** begin Excerpt **

You can read more about these parameters in the RandAugment API documentation.

Let’s use KerasCV’s RandAugment implementation.

rand_augment = keras_cv.layers.RandAugment(
    value_range=(0, 255),
    augmentations_per_image=3,
    magnitude=0.3,
    magnitude_stddev=0.2,
    rate=1.0,
)


def apply_rand_augment(inputs):
    inputs["images"] = rand_augment(inputs["images"])
    return inputs


train_dataset = load_dataset().map(apply_rand_augment, num_parallel_calls=AUTOTUNE)

Finally, let’s inspect some of the results:

visualize_dataset(train_dataset, title="After RandAugment")

png

Try tweaking the magnitude settings to see a wider variety of results.

CutMix and MixUp: generate high-quality inter-class examples

CutMix and MixUp allow us to produce inter-class examples. CutMix randomly cuts out portions of one image and places them over another, and MixUp interpolates the pixel values between two images. Both of these prevent the model from overfitting the training distribution and improve the likelihood that the model can generalize to out of distribution examples. Additionally, CutMix prevents your model from over-relying on any particular feature to perform its classifications. You can read more about these techniques in their respective papers:

In this example, we will use CutMix and MixUp independently in a manually created preprocessing pipeline. In most state of the art pipelines images are randomly augmented by either CutMix, MixUp, or neither. The function below implements both.

** end Excerpt **
** begin Material supplied **

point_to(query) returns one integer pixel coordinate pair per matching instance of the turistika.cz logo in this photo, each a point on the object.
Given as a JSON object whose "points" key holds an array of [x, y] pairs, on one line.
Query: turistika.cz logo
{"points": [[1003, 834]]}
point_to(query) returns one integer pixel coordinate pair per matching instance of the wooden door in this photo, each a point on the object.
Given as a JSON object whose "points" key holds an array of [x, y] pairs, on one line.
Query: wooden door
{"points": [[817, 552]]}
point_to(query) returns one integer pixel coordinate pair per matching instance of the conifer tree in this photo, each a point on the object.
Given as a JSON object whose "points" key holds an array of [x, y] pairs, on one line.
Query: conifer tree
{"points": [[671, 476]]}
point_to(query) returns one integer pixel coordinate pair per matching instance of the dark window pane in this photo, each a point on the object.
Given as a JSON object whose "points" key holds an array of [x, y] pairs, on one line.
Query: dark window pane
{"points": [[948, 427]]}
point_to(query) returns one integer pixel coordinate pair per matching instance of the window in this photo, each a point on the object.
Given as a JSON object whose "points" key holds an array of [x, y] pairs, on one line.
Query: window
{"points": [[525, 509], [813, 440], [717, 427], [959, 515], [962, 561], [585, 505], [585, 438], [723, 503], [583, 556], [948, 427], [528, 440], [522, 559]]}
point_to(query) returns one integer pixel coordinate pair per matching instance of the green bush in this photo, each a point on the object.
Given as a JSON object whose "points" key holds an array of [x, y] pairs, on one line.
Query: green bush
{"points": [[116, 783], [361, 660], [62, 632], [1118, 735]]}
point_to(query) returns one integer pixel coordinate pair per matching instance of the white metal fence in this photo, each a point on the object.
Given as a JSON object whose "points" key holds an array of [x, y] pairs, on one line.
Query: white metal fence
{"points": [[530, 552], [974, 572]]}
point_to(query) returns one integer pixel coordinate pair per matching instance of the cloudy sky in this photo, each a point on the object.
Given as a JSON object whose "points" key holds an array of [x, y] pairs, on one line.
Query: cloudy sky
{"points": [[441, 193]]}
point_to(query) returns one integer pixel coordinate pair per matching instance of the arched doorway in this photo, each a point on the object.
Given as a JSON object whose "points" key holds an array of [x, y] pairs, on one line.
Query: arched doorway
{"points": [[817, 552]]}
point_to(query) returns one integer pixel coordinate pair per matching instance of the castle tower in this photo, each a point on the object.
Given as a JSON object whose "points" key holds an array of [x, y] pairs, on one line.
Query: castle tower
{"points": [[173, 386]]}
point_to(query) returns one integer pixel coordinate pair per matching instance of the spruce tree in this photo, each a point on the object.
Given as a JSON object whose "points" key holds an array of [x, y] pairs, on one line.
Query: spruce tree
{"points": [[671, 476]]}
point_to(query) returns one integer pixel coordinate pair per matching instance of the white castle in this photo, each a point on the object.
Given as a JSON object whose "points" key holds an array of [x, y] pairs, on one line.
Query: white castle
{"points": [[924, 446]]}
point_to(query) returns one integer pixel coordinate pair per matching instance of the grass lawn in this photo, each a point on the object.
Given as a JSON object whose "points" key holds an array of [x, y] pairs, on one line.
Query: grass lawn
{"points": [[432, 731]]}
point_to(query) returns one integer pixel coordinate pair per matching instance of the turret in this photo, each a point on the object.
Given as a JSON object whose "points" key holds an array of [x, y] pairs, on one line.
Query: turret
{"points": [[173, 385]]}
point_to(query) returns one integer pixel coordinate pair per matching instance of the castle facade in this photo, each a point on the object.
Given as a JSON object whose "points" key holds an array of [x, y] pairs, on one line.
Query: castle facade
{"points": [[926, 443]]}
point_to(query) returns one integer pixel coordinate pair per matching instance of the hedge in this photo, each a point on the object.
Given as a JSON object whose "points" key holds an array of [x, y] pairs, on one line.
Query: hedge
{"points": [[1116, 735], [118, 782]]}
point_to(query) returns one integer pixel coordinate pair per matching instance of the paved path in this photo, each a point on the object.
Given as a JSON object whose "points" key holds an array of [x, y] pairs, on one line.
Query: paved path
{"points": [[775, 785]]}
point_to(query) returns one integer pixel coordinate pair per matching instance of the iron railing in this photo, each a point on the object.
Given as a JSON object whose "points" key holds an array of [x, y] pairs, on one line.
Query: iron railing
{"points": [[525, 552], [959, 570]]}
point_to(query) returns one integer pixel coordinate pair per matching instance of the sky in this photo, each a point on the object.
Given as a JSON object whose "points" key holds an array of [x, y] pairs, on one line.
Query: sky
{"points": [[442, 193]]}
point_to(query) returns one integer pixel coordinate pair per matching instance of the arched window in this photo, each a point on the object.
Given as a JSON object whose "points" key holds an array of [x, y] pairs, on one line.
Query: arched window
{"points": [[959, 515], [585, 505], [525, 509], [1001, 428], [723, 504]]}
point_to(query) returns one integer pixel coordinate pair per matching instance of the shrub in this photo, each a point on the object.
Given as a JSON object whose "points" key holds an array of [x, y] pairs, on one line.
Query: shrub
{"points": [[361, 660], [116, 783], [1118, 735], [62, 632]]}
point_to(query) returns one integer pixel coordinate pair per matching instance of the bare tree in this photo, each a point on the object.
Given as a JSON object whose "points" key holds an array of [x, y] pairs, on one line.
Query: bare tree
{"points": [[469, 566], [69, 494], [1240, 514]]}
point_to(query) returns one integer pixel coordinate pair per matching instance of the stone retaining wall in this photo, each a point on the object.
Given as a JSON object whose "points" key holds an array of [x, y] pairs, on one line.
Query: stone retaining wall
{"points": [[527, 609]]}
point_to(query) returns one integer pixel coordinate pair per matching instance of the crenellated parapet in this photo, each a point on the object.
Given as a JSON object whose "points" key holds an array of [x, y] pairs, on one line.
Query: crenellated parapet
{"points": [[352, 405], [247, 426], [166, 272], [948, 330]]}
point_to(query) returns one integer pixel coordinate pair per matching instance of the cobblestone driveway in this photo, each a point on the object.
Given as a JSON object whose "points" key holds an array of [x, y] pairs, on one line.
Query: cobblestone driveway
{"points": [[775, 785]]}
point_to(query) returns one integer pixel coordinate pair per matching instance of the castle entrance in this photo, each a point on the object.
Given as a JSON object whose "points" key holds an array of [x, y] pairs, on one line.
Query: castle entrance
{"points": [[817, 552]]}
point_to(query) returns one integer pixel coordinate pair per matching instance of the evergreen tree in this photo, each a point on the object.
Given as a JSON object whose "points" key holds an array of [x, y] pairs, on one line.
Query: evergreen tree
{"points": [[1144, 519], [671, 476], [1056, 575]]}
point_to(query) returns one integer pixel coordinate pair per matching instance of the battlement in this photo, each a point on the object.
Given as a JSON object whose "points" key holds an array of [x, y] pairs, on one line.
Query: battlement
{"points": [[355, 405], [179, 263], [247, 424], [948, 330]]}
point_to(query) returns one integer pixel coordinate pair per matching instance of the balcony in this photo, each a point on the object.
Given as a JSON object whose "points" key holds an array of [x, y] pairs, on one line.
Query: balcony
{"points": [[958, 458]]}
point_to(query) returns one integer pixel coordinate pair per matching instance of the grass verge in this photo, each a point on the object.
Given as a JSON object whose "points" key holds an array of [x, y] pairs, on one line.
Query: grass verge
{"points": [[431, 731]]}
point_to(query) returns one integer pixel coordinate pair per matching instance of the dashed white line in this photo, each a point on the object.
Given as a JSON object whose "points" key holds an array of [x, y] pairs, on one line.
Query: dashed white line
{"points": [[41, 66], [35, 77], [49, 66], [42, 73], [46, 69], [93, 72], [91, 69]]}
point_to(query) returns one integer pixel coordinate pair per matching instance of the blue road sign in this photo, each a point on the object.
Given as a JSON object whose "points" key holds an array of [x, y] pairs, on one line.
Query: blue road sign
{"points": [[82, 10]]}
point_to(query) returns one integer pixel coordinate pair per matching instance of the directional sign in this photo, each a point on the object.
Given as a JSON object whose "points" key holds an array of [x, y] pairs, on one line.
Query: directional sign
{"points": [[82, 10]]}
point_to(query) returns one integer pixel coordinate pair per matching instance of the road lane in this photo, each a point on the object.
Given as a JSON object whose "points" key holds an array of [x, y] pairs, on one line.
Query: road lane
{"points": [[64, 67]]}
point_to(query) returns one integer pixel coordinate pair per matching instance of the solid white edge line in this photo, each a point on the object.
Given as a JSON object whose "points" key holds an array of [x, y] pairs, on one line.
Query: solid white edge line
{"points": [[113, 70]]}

** end Material supplied **

• The tasks
• 1. From the KerasCV augmentation excerpt above, write out the passage between "CutMix and MixUp: generate" and "below implements both.", inclusive, copying it word for word.
• 2. Name every parameter passed to keras_cv.layers.RandAugment in the KerasCV augmentation excerpt, along with the value each one is given.

• Responses to the exercise
• 1.
CutMix and MixUp: generate high-quality inter-class examples

CutMix and MixUp allow us to produce inter-class examples. CutMix randomly cuts out portions of one image and places them over another, and MixUp interpolates the pixel values between two images. Both of these prevent the model from overfitting the training distribution and improve the likelihood that the model can generalize to out of distribution examples. Additionally, CutMix prevents your model from over-relying on any particular feature to perform its classifications. You can read more about these techniques in their respective papers:

In this example, we will use CutMix and MixUp independently in a manually created preprocessing pipeline. In most state of the art pipelines images are randomly augmented by either CutMix, MixUp, or neither. The function below implements both.

• 2.
- value_range: (0, 255)
- augmentations_per_image: 3
- magnitude: 0.3
- magnitude_stddev: 0.2
- rate: 1.0